_AIM_
Reproduce the stretch of lines from the one containing "Q: Point out each instance of the mowed" through the end of the records, substituting "trimmed" for "mowed" and leaving all else unchanged.

_EXCERPTED DATA_

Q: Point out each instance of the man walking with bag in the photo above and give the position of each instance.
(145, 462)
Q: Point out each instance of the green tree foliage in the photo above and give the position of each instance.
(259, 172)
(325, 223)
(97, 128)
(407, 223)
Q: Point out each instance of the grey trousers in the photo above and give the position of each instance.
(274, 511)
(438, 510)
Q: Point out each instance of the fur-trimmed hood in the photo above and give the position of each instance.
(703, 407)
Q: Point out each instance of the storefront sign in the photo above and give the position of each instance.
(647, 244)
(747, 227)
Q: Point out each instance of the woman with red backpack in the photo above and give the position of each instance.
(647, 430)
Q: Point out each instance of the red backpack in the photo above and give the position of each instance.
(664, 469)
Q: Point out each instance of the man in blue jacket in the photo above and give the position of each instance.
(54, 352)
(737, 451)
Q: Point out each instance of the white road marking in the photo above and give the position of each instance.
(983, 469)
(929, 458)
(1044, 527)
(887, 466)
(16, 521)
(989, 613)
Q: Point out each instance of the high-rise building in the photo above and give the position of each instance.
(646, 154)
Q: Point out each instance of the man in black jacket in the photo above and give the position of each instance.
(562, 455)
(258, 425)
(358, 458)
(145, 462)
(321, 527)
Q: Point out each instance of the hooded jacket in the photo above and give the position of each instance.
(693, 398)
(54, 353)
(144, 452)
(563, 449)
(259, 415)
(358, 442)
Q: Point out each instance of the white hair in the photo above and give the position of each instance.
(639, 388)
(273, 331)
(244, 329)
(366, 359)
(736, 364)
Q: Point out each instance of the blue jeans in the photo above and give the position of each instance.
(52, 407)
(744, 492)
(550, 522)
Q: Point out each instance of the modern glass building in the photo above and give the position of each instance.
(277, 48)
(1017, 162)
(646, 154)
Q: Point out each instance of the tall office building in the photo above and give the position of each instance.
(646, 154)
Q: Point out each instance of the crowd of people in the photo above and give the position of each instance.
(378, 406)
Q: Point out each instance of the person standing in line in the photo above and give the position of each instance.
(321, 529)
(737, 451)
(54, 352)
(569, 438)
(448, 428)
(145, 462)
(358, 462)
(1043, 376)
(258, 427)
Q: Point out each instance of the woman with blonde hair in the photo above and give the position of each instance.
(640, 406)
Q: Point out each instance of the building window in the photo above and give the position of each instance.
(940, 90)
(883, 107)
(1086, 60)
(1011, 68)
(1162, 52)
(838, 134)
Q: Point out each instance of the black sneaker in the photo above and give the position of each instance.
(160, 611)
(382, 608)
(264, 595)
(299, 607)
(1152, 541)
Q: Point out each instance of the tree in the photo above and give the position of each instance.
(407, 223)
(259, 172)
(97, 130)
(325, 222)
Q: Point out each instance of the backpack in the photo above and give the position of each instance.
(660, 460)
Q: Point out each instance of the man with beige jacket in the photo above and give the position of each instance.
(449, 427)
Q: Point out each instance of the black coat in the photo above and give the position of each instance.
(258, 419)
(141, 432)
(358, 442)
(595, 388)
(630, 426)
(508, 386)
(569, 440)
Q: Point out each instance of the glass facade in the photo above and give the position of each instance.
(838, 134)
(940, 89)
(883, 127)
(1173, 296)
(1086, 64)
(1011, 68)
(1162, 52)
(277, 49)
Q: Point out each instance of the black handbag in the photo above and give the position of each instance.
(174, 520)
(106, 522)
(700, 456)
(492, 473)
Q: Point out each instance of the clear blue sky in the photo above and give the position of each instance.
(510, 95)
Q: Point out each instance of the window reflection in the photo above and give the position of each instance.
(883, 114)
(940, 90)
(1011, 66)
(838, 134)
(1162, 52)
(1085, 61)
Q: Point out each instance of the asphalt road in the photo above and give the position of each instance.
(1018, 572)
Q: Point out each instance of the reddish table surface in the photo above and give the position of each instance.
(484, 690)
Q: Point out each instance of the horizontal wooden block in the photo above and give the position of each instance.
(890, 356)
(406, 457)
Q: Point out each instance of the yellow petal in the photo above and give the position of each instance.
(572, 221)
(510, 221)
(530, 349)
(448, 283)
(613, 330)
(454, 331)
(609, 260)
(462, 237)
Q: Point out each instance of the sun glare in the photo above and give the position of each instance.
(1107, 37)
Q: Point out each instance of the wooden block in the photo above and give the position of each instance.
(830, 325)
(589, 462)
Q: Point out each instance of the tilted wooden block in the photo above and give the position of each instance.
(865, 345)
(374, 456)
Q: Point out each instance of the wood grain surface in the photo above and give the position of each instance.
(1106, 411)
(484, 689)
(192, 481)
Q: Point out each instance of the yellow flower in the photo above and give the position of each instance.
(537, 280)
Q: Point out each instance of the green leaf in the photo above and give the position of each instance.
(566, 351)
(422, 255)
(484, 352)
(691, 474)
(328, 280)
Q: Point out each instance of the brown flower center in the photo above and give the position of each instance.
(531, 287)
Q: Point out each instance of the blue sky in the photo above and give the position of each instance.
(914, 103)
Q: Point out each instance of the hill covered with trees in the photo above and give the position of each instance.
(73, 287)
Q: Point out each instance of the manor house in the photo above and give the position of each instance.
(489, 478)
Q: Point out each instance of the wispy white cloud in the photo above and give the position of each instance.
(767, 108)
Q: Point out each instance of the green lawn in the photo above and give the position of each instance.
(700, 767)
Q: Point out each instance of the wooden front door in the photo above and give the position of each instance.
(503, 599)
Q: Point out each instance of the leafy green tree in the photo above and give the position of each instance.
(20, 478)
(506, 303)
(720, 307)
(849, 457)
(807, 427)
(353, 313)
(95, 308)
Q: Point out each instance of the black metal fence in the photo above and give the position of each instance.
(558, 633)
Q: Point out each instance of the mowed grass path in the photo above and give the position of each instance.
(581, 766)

_SOLVED EXERCISE_
Q: Point out each instance of the trimmed grass path in the photo above and give the position of each instance.
(581, 766)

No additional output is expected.